**WHAT IS NEEDED**
Your task is to quote the listing below exactly, beginning with its first line and ending on the line bearing "Target | player kneeling on grass".

START EXERCISE MATERIAL

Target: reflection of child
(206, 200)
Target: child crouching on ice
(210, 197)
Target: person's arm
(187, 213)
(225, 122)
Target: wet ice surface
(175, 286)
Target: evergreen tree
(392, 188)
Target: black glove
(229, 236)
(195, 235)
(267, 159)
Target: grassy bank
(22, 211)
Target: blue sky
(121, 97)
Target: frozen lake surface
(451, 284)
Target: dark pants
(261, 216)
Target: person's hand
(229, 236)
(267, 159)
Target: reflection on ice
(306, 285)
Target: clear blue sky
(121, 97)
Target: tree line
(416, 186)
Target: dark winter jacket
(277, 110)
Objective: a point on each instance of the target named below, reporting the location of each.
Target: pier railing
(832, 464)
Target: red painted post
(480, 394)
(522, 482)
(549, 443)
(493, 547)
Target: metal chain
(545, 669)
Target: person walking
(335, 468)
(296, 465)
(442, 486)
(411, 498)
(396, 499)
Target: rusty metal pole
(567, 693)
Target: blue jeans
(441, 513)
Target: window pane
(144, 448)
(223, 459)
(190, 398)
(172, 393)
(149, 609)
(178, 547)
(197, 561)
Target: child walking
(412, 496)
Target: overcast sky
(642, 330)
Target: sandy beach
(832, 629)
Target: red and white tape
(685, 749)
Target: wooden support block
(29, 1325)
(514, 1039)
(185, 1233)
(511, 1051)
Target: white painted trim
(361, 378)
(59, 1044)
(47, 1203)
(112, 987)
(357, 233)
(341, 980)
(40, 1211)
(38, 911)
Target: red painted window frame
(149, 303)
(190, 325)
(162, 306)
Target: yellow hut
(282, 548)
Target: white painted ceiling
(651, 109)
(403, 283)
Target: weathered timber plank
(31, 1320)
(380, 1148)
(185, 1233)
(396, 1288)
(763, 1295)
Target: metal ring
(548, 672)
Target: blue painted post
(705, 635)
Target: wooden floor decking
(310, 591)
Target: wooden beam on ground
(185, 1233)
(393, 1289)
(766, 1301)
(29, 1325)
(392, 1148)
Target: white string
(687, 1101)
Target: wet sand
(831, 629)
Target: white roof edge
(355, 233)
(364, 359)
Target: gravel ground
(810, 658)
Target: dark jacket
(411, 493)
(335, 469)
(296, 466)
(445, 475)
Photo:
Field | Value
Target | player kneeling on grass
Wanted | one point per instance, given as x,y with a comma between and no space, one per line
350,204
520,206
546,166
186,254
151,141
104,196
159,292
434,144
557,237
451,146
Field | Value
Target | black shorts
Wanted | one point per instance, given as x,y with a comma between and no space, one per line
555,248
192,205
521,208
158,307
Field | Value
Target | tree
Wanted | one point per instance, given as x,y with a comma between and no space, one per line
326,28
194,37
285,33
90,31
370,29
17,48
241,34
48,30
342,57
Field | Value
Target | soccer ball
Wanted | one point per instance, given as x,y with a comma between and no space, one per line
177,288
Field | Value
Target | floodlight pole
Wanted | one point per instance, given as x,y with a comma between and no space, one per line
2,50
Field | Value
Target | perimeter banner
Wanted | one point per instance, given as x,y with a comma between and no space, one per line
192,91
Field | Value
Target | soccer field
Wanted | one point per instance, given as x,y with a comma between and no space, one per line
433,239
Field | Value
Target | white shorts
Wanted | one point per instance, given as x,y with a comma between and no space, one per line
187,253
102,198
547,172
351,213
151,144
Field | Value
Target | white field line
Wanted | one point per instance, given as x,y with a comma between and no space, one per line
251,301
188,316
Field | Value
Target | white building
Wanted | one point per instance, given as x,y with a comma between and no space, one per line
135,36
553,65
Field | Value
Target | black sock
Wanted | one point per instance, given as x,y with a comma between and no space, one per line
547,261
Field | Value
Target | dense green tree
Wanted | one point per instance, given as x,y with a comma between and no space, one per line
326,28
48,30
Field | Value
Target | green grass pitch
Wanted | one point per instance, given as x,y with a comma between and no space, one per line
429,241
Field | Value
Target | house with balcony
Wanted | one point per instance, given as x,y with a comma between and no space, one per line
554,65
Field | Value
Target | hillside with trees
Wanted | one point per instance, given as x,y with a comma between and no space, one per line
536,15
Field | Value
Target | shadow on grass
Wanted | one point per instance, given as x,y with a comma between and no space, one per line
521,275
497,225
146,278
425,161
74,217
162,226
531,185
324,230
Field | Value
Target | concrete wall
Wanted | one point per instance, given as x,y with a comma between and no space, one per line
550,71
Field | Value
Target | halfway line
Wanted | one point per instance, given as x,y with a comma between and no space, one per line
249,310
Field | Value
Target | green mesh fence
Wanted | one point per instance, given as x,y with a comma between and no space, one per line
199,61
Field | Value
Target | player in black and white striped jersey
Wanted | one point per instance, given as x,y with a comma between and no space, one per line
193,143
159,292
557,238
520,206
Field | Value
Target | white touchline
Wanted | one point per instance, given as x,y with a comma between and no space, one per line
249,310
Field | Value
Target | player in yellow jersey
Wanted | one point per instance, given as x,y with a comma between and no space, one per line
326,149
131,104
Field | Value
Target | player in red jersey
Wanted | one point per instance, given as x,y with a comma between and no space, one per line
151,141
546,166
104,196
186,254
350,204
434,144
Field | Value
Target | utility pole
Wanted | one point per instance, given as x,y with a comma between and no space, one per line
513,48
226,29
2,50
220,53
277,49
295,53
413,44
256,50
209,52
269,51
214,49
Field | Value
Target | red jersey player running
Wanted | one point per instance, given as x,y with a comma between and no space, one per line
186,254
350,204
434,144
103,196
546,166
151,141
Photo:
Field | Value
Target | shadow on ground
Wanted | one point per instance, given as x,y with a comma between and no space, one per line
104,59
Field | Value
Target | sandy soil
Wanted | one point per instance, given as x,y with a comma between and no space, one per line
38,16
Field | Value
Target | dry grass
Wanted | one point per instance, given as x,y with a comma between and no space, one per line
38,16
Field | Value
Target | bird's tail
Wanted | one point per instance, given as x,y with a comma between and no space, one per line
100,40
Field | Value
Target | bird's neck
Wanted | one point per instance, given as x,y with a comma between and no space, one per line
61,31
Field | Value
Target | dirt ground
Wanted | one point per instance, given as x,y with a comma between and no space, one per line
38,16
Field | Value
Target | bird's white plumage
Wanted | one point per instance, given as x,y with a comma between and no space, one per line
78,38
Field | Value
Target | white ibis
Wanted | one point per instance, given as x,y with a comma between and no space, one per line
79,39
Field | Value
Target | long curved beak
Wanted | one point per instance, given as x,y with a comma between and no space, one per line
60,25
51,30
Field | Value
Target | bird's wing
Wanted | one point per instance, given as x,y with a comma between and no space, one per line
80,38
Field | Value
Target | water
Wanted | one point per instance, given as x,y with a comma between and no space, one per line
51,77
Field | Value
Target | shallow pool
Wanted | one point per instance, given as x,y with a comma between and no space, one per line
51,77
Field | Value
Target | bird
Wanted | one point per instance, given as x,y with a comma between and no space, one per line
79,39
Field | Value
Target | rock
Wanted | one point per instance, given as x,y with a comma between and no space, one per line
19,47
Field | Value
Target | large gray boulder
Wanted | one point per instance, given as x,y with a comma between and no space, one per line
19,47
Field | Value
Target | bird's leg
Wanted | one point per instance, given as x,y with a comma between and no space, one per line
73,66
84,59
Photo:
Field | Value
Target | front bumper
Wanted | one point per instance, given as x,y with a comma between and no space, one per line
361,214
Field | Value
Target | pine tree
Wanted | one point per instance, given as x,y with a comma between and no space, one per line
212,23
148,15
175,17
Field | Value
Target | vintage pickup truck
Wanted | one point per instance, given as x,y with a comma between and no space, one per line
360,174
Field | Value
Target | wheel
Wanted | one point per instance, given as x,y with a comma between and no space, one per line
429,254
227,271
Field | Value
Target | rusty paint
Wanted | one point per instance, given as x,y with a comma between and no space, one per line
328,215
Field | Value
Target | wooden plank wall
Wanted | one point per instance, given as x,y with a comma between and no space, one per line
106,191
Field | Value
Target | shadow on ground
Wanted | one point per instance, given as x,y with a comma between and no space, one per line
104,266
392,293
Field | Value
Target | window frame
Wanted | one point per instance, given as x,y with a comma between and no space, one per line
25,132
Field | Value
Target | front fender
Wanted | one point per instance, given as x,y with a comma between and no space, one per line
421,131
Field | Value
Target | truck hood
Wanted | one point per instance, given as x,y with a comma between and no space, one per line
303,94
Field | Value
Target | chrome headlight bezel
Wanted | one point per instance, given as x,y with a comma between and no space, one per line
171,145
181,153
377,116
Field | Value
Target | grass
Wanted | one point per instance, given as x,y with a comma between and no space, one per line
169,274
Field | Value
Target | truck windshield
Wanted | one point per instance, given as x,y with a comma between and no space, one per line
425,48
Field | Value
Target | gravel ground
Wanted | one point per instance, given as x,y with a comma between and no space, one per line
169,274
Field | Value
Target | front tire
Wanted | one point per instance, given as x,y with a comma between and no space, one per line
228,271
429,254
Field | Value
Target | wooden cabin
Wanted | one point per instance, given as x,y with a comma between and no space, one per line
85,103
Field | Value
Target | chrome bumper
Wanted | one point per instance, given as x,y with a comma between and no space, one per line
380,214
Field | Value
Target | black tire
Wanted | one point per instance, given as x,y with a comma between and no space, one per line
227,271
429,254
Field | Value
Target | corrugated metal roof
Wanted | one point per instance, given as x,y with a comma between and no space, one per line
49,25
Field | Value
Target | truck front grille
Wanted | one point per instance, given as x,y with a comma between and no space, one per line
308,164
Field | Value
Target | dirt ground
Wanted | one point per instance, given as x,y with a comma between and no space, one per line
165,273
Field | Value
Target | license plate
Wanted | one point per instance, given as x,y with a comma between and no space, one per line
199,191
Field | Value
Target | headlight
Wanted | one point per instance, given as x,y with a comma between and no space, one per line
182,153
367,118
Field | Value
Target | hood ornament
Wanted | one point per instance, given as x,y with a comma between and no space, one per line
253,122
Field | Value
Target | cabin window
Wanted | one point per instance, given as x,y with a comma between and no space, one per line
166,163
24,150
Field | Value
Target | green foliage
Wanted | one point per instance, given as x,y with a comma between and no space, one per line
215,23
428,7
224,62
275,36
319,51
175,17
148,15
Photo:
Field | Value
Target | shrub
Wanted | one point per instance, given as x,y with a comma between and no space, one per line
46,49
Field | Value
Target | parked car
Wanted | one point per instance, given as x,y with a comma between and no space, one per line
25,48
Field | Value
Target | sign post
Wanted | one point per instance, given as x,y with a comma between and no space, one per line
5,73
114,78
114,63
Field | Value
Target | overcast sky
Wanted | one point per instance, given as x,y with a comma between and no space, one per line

END EXERCISE MATERIAL

**ANSWER**
Target: reflection of child
(206, 200)
Target: child crouching on ice
(210, 197)
Target: person's arm
(187, 213)
(225, 122)
Target: wet ice surface
(175, 286)
Target: evergreen tree
(392, 188)
Target: black glove
(229, 236)
(195, 235)
(267, 159)
Target: grassy bank
(22, 211)
Target: blue sky
(121, 97)
Target: frozen lake surface
(451, 284)
Target: dark pants
(261, 216)
Target: person's hand
(229, 236)
(267, 159)
Target: reflection on ice
(306, 285)
Target: clear blue sky
(121, 97)
Target: tree line
(416, 186)
Target: dark winter jacket
(277, 110)
Objective: a point on each instance of the target named below, reporting the location of each.
Target: pier railing
(832, 464)
Target: red painted post
(480, 394)
(522, 482)
(549, 443)
(493, 547)
Target: metal chain
(545, 669)
Target: person walking
(335, 468)
(296, 465)
(442, 486)
(411, 498)
(396, 499)
Target: rusty metal pole
(567, 693)
Target: blue jeans
(441, 513)
Target: window pane
(144, 448)
(223, 459)
(190, 398)
(172, 393)
(149, 609)
(178, 547)
(197, 561)
Target: child walking
(412, 496)
Target: overcast sky
(642, 330)
Target: sandy beach
(832, 629)
Target: red and white tape
(685, 749)
Target: wooden support block
(29, 1325)
(514, 1039)
(185, 1233)
(511, 1051)
Target: white painted trim
(361, 378)
(59, 1044)
(47, 1203)
(112, 987)
(357, 233)
(341, 980)
(40, 1211)
(38, 911)
Target: red painted window frame
(149, 303)
(190, 325)
(162, 306)
Target: yellow hut
(282, 548)
Target: white painted ceiling
(651, 109)
(403, 283)
Target: weathered timber plank
(31, 1320)
(380, 1148)
(185, 1233)
(396, 1288)
(763, 1295)
Target: metal ring
(548, 672)
Target: blue painted post
(705, 635)
Target: wooden floor decking
(310, 591)
Target: wooden beam on ground
(185, 1233)
(393, 1289)
(766, 1301)
(29, 1325)
(392, 1148)
Target: white string
(687, 1101)
Target: wet sand
(831, 629)
Target: white roof edge
(355, 233)
(364, 359)
Target: gravel ground
(810, 658)
Target: dark jacket
(411, 493)
(335, 469)
(296, 466)
(445, 475)
Photo:
Field | Value
Target | player kneeling on grass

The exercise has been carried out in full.